Location identification items:

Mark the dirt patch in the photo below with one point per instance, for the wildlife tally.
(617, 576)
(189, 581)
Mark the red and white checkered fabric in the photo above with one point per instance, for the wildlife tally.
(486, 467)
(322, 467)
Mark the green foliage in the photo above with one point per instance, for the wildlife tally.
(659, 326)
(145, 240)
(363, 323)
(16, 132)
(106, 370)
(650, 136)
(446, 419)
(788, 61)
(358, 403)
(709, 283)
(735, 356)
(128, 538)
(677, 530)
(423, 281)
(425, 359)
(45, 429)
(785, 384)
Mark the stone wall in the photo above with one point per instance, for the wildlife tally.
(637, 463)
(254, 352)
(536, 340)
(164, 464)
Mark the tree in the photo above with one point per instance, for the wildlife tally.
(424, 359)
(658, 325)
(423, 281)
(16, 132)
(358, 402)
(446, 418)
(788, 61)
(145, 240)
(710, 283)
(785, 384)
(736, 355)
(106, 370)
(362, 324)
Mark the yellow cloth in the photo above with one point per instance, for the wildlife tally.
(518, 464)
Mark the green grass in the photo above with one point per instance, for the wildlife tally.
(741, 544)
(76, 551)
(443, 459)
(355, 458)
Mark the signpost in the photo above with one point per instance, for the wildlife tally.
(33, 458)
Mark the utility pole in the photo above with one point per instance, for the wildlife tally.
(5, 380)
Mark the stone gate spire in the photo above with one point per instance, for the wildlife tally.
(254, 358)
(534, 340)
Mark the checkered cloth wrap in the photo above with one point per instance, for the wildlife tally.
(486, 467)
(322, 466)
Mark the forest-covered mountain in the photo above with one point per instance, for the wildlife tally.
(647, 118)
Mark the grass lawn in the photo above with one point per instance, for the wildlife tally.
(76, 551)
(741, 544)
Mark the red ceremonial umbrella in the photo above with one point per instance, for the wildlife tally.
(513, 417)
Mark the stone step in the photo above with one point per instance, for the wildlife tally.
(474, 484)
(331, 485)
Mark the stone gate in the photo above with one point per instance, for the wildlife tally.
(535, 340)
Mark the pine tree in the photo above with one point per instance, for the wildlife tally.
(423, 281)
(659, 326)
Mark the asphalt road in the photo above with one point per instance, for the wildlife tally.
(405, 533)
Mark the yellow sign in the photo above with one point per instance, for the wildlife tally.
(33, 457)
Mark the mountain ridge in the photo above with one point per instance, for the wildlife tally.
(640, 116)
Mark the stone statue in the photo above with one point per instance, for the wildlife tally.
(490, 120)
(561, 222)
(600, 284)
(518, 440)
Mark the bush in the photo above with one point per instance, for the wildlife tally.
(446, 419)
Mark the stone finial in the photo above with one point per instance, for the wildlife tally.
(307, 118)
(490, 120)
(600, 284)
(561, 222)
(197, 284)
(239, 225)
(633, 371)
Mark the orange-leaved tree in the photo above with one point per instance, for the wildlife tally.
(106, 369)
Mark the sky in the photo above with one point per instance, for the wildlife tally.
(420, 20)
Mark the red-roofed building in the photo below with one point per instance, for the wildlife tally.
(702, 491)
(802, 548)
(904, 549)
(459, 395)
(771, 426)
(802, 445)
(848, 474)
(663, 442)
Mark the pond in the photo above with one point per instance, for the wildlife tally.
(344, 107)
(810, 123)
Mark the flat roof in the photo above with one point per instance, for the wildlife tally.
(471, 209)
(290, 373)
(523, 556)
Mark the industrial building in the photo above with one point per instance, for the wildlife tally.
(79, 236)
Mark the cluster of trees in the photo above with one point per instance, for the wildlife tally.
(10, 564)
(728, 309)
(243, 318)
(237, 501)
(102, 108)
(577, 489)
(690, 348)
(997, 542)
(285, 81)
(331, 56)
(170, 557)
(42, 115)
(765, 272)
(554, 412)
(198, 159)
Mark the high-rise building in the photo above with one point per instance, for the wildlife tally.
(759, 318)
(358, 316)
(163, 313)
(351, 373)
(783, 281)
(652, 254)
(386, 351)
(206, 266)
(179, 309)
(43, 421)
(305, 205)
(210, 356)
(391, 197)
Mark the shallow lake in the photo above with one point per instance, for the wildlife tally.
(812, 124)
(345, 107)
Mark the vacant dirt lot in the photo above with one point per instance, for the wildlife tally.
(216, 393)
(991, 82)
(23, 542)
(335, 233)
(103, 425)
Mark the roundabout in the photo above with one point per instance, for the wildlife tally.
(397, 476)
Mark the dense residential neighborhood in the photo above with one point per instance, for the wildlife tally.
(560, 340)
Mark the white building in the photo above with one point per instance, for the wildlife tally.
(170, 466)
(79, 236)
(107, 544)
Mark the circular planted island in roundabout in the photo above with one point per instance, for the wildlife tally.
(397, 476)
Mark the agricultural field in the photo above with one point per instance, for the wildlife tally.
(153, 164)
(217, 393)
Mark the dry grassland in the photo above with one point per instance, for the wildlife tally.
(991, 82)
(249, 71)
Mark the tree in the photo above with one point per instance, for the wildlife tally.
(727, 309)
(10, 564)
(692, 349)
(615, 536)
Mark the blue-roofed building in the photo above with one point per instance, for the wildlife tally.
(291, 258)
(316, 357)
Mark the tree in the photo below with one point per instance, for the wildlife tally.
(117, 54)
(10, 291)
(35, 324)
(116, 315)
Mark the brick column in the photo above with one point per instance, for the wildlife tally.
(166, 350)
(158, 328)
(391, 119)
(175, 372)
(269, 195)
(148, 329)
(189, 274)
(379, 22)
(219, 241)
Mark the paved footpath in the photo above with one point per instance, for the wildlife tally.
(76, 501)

THE REQUEST: Rewrite the material above so that "wildlife tally" becomes "site survey" everywhere it occurs, leaving everything else unchanged.

SOLUTION:
Mark the dirt patch in the photo below with one point per instance, for the site survey.
(617, 576)
(189, 581)
Mark the red and white checkered fabric in the photo above with one point per instance, for the site survey.
(486, 467)
(322, 467)
Mark the green foliage in the photo above with one point per instance, for the site survey.
(659, 326)
(145, 240)
(363, 323)
(16, 132)
(106, 370)
(650, 136)
(446, 419)
(788, 61)
(358, 403)
(709, 283)
(735, 356)
(128, 538)
(677, 530)
(423, 281)
(425, 359)
(45, 429)
(785, 384)
Mark the stone wall in the photo above with one point per instance, for the site survey.
(637, 463)
(254, 352)
(536, 340)
(164, 464)
Mark the tree in the photo above with one point per instance, for the site survey.
(424, 359)
(658, 325)
(423, 281)
(16, 132)
(358, 402)
(446, 418)
(788, 61)
(145, 240)
(710, 283)
(785, 384)
(736, 355)
(106, 370)
(362, 324)
Mark the yellow cloth in the photo above with one point per instance, for the site survey.
(518, 464)
Mark the green grass in the photo above with one point per instance, for the site survey.
(741, 544)
(76, 551)
(443, 459)
(355, 458)
Mark the signpost in the photo above with one point per instance, for the site survey.
(33, 458)
Mark the utility pole in the photo above with one point per instance, for the site survey.
(5, 380)
Mark the stone gate spire in the photo above with one point per instance, for the site survey.
(254, 358)
(534, 340)
Mark the checkered cloth wrap in the photo above with one point per instance, for the site survey.
(486, 467)
(322, 466)
Mark the forest-covered mountain in the photo above with one point per instance, for the site survey.
(647, 118)
Mark the grass lawn in the photo above with one point per instance, for the site survey.
(76, 551)
(741, 544)
Mark the red ceremonial umbrella in the photo above with one point per instance, for the site survey.
(513, 417)
Mark the stone step in the photo above with one point per instance, for the site survey.
(474, 484)
(331, 485)
Mark the stone gate in the photo above with one point per instance, for the site survey.
(535, 340)
Mark the pine tree in the photo above with one point per instance, for the site survey.
(423, 281)
(659, 326)
Mark the asphalt road in the photo above with one point per instance, for the site survey.
(405, 533)
Mark the yellow sign in the photo above with one point per instance, for the site survey.
(33, 457)
Mark the mountain ridge in the photo above with one point per instance, for the site survey.
(640, 116)
Mark the stone statue in the photo above with one point per instance, for the site survey.
(490, 120)
(561, 222)
(600, 284)
(518, 440)
Mark the bush in the photo above with one point per instance, for the site survey.
(446, 419)
Mark the stone finial in the photo above with one point per instance, for the site survey.
(307, 118)
(490, 120)
(600, 284)
(561, 222)
(197, 284)
(239, 225)
(633, 371)
Mark the orange-leaved tree in the photo above with one point per instance, for the site survey.
(106, 369)
Mark the sky in the photo above with one point per instance, for the site survey.
(420, 20)
Mark the red-roofed building in the photo below with one point per instance, for the site survey.
(702, 491)
(802, 548)
(904, 549)
(459, 395)
(771, 426)
(802, 445)
(848, 474)
(663, 442)
Mark the pond in the photo above with one point per instance, for the site survey.
(344, 107)
(810, 123)
Mark the flat roof in the photo above with one point per instance, for the site survey.
(471, 209)
(290, 373)
(523, 556)
Mark the industrial building in the photo above with one point per instance, for the site survey.
(79, 236)
Mark the cluster of trees in the photo above with one point per instance, for the site survey.
(10, 564)
(728, 309)
(243, 318)
(237, 501)
(102, 108)
(577, 489)
(690, 348)
(997, 542)
(285, 81)
(331, 56)
(170, 557)
(42, 115)
(765, 272)
(554, 412)
(198, 159)
Mark the high-rise building in the photo above with one point per instance, for the site survey.
(759, 318)
(358, 316)
(163, 313)
(351, 373)
(783, 281)
(652, 254)
(386, 351)
(206, 266)
(179, 309)
(43, 421)
(305, 205)
(210, 356)
(391, 197)
Mark the shallow lake in the photo above with one point per instance, for the site survey.
(812, 124)
(345, 107)
Mark the vacant dirt lot in the photo above with one point per instance, for the site survey.
(216, 393)
(991, 82)
(23, 542)
(335, 233)
(103, 425)
Mark the roundabout in the photo above with one point per instance, for the site survey.
(397, 476)
Mark the dense residential neighborhood in the photo above with one point per instance, for the site survey.
(560, 340)
Mark the white building in the photo above with one point per instance, for the site survey.
(170, 466)
(79, 236)
(107, 544)
Mark the circular planted island in roundabout in the photo above with one point per instance, for the site survey.
(397, 476)
Mark the agricultural field in the photo above with one point per instance, for the site survey.
(153, 164)
(217, 393)
Mark the dry grassland in the photo above with one point per instance, for the site survey.
(991, 82)
(249, 71)
Mark the tree in the photo above with one point per instance, for the site survey.
(727, 309)
(10, 564)
(692, 349)
(615, 536)
Mark the blue-roofed building in the photo above with one point per instance, for the site survey.
(291, 258)
(316, 357)
Mark the tree in the photo below with one point per instance, for the site survey.
(117, 54)
(10, 291)
(35, 324)
(116, 315)
Mark the brick column in the photo above with one point per instance, for the site survey.
(166, 350)
(158, 328)
(391, 119)
(175, 372)
(269, 195)
(148, 329)
(189, 274)
(379, 22)
(219, 241)
Mark the paved footpath in the photo above with one point per instance, for the site survey.
(76, 501)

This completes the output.